The task calls for each record to be given again exactly.

═════ PROVIDED ENTRIES

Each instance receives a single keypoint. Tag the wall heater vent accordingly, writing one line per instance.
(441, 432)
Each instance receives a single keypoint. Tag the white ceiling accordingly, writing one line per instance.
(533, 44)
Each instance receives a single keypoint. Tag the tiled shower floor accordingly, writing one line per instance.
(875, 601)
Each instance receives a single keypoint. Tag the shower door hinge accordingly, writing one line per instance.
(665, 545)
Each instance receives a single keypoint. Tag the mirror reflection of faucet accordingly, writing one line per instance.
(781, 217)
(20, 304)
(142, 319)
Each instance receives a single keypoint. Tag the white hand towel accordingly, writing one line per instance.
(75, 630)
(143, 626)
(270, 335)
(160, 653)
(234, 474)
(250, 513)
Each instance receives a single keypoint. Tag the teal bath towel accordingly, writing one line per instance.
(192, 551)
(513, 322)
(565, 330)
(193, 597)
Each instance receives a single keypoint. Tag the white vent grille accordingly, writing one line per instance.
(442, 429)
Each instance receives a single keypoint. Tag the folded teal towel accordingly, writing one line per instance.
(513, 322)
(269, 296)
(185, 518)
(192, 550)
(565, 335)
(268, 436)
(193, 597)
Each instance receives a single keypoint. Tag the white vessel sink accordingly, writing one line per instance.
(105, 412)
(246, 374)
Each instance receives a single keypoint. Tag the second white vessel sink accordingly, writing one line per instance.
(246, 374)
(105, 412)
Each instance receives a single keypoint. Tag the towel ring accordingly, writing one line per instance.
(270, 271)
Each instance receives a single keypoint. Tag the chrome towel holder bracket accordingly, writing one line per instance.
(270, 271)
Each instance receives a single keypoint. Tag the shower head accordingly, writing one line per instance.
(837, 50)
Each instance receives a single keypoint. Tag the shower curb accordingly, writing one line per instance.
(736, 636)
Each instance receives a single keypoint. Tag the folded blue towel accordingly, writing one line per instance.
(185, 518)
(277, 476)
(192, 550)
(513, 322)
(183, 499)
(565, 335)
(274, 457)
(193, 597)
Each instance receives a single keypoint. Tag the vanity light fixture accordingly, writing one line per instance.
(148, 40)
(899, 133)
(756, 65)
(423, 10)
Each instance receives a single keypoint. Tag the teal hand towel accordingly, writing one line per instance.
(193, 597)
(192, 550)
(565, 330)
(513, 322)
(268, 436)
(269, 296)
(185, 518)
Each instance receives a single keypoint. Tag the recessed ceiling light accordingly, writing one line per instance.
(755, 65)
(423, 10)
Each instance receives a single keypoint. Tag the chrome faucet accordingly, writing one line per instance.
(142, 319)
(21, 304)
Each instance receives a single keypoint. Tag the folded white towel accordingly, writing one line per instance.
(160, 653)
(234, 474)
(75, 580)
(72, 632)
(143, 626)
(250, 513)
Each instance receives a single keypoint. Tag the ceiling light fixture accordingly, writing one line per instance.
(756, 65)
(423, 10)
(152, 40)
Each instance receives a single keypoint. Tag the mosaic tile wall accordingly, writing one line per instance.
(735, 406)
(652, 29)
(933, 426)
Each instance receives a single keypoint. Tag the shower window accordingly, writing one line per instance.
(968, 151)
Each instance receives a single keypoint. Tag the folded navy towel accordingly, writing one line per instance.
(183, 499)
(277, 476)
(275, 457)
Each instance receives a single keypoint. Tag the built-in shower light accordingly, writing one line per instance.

══════════

> YOUR SOLUTION
Each instance receives a single keypoint. Tag the wall heater vent accordingly, writing one line per instance.
(441, 432)
Each instance receives a single keypoint. Tag the white ceiling accordingly, writing one line per instance.
(533, 44)
Each instance receives a single keypoint. Tag the tiled shower floor accordingly, writing one line per instance.
(875, 601)
Each instance receives a single keypoint. Tag the shower door hinge accordingly, writing one line per instance.
(665, 545)
Each instance receives a single keypoint. Tag the mirror reflection of faucet accordingly, writing one line per instance.
(781, 217)
(20, 304)
(142, 319)
Each instance receives a single keypoint. Tag the white hand towel accordingly, writing one line per instance.
(75, 630)
(143, 626)
(270, 335)
(160, 653)
(234, 474)
(250, 513)
Each instance receives a single keypoint. Tag the teal bath towel accordingly, writing one line per instance.
(192, 551)
(513, 322)
(565, 330)
(193, 597)
Each instance receives a single keypoint. Tag the white vent grille accordingly, writing one line per instance.
(442, 429)
Each instance receives a single keypoint. Tag the folded teal towel accordingly, writing one line per instance.
(513, 322)
(269, 296)
(185, 518)
(192, 550)
(565, 335)
(268, 436)
(193, 597)
Each instance receives a single keypoint. Tag the white vessel sink accordingly, writing one line per instance.
(105, 412)
(246, 374)
Each instance receives a single keypoint. Tag the second white vessel sink accordingly, writing one line per instance.
(246, 374)
(105, 412)
Each instance receives a single keypoint. Tag the towel ring accordingly, writing one line per instance.
(270, 271)
Each instance receives a single keypoint. Tag the chrome towel holder bracket accordingly, writing one line per instance.
(270, 271)
Each instance receives a single keypoint. Tag the shower head accordingly, writing one line per instance.
(837, 50)
Each instance receives a single keypoint. Tag the shower curb accordingly, writing one line per instance.
(736, 636)
Each instance receives a single keypoint. Tag the folded blue towel accordingly, writing one line per instance.
(185, 518)
(277, 476)
(192, 550)
(513, 322)
(183, 499)
(565, 335)
(274, 457)
(193, 597)
Each instance receives a single keypoint. Tag the vanity light fixture accordingly, writing one line per instance.
(148, 40)
(899, 133)
(756, 65)
(423, 10)
Each instance receives a single keypoint. Tag the teal hand towel accordingly, writing one line per instance.
(193, 597)
(192, 550)
(565, 330)
(513, 322)
(268, 436)
(269, 296)
(185, 518)
Each instance receives a single keypoint. Tag the recessed ceiling light accordingly, writing one line per instance.
(755, 65)
(423, 10)
Each instance receives a single keypoint. Tag the chrome faucet accordingly, writing one line per instance.
(142, 319)
(21, 304)
Each instance receives a single keypoint. Tag the folded white towel accordingly, writing one line per instance.
(160, 653)
(234, 474)
(75, 580)
(72, 632)
(143, 626)
(250, 513)
Each instance receives a single keypoint. Tag the ceiling light fixture accordingly, writing one line per instance.
(756, 65)
(423, 10)
(152, 40)
Each instance receives a single keypoint. Tag the mosaic tile wall accordingly, writing one line per instance.
(735, 406)
(652, 29)
(933, 426)
Each instance receives a single keypoint. Tag the shower window accordingly, writing one line per instance.
(968, 151)
Each instance receives a single keypoint. Tag the folded navy towel accordingly, writing one line per instance.
(183, 499)
(277, 476)
(275, 457)
Each instance receives a single keypoint. Tag the built-in shower light accordingly, writing one line per instance.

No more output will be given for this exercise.